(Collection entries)
-.-.-

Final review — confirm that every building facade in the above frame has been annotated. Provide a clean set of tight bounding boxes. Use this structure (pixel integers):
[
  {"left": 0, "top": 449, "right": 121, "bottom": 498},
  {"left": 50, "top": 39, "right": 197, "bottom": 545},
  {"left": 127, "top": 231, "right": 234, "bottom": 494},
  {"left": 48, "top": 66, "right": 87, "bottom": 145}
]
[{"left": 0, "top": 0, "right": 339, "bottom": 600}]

-.-.-

**The request:** Rewrite the material with "building facade" replaced by "storefront", keeping every other part unchanged.

**Exercise output:**
Final review — confirm that every storefront in the above frame has been annotated. Provide a clean set of tight bounding boxes. Use this structure (pixel integers):
[
  {"left": 0, "top": 449, "right": 121, "bottom": 498},
  {"left": 50, "top": 39, "right": 197, "bottom": 545},
  {"left": 127, "top": 231, "right": 234, "bottom": 494},
  {"left": 48, "top": 66, "right": 87, "bottom": 145}
]
[{"left": 0, "top": 0, "right": 339, "bottom": 600}]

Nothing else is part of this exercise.